[Part of a data file]
BEGIN

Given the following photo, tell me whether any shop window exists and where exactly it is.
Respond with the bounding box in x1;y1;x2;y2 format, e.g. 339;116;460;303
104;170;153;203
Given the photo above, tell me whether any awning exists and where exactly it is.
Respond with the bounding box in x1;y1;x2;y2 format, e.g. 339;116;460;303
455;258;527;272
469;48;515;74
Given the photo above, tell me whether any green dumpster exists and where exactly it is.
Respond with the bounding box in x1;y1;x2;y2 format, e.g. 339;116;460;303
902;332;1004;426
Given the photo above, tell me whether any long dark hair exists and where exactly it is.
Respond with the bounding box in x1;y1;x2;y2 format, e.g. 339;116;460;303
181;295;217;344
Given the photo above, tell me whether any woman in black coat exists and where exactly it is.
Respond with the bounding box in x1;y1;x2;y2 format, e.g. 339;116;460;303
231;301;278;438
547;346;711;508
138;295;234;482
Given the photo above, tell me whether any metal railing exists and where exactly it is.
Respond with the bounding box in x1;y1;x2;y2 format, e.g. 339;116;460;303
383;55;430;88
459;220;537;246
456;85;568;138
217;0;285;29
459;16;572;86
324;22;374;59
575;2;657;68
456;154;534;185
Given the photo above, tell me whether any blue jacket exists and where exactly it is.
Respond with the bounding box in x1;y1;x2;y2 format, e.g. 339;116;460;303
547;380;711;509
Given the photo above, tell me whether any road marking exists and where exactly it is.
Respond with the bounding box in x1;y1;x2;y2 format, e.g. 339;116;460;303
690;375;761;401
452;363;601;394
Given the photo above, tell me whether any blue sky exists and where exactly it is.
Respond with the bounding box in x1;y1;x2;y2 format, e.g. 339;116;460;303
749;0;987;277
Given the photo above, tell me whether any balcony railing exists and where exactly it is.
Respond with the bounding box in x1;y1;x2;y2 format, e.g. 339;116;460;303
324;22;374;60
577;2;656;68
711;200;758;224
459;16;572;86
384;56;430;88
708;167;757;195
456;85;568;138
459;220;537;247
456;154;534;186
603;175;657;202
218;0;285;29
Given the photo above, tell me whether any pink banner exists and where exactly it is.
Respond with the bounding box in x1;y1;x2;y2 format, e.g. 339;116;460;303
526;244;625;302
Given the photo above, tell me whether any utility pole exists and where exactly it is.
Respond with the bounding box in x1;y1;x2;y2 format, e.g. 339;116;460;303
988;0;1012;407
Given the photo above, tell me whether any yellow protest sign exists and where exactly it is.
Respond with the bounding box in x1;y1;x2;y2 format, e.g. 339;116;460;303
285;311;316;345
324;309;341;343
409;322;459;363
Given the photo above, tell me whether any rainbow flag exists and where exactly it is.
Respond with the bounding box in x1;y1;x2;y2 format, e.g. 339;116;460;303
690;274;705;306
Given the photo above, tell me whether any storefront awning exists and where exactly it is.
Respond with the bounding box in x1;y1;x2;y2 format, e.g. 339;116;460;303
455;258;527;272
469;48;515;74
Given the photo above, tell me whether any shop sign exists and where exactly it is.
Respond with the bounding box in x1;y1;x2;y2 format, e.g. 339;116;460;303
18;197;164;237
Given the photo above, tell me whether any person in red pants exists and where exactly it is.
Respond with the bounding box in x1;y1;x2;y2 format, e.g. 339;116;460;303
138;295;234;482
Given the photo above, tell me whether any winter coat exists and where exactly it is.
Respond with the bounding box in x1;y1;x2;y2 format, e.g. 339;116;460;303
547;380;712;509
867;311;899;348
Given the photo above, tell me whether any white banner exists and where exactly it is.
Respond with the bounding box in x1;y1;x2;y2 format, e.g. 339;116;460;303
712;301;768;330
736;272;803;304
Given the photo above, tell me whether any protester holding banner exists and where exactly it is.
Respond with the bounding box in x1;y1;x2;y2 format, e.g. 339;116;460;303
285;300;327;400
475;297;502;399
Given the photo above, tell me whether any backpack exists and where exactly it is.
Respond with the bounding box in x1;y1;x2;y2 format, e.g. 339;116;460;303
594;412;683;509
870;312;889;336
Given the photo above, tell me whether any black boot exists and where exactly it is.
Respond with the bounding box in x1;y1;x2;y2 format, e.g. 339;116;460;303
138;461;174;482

END

▶ [WHAT IS ASKED] Retype the items exactly, from the line containing "Given the photo above, tell me whether any metal" up to and including the line containing "547;380;711;509".

▶ [PROBLEM SOLUTION]
Given the photo above, tell me whether any metal railing exists and where exactly it is.
Respond with the bounding box in x1;y1;x2;y2 format, e.g. 339;116;460;303
383;55;430;88
459;220;537;246
456;85;568;138
217;0;285;29
459;16;572;86
324;22;374;59
575;2;657;68
456;154;534;185
Given the photo above, tell me whether any blue jacket exists and where exactly it is.
Respond with the bounding box in x1;y1;x2;y2 format, e.g. 339;116;460;303
547;380;711;509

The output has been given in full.